Masukkan baris-baris dari awal data hingga baris yang memuat "[[416, 467]]", termasuk baris tersebut, ke dalam sebuah daftar JSON berisi string. Buat satu string untuk setiap baris dan lewati baris kosong.

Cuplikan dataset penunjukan
****************
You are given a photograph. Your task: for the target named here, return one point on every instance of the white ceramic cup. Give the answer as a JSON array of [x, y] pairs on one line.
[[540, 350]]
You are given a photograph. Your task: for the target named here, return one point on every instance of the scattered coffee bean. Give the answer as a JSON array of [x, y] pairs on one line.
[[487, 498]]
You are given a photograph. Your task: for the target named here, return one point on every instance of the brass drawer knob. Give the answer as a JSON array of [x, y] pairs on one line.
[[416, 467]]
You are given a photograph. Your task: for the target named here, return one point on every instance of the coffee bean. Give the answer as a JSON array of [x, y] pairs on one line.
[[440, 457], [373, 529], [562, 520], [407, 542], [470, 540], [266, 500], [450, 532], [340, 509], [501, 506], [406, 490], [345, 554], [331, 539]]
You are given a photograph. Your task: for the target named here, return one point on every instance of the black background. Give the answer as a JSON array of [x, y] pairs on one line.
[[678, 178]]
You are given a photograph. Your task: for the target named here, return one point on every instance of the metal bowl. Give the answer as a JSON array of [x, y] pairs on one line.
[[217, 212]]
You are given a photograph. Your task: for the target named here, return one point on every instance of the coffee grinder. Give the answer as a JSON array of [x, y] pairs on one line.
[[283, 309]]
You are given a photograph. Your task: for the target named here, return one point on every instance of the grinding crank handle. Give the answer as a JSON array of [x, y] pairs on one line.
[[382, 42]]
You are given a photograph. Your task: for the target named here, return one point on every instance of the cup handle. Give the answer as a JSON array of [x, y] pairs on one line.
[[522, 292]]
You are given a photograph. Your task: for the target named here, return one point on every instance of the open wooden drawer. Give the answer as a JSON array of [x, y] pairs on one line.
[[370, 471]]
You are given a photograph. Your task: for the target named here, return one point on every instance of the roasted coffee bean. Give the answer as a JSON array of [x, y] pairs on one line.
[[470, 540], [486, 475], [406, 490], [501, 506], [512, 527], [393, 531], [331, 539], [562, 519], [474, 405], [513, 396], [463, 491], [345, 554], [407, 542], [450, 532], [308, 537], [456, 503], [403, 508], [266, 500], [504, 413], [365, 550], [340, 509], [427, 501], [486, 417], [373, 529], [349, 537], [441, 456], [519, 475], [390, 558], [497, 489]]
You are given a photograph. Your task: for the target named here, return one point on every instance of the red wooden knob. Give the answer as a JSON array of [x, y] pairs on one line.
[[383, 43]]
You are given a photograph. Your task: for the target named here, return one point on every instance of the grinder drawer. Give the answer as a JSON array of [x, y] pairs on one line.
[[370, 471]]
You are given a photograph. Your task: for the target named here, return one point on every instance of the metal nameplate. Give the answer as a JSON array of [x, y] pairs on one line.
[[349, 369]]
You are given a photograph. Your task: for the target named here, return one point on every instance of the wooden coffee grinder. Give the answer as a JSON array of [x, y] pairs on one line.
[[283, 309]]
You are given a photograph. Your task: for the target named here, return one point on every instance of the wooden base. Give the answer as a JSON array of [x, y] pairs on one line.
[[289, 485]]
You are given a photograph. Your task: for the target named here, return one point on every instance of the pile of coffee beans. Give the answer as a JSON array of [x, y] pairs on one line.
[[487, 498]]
****************
## [JAWABAN LATIHAN INI]
[
  "You are given a photograph. Your task: for the target named here, return one point on every instance of the white ceramic cup. Give the answer as a JSON array of [x, y] pairs on one line.",
  "[[540, 350]]",
  "You are given a photograph. Your task: for the target named here, return one point on every instance of the scattered coffee bean. Give the answer as a JSON array of [x, y] pairs on one line.",
  "[[487, 498]]",
  "You are given a photograph. Your task: for the target named here, return one point on every instance of the brass drawer knob. Give the answer as a JSON array of [x, y] pairs on one line.",
  "[[416, 467]]"
]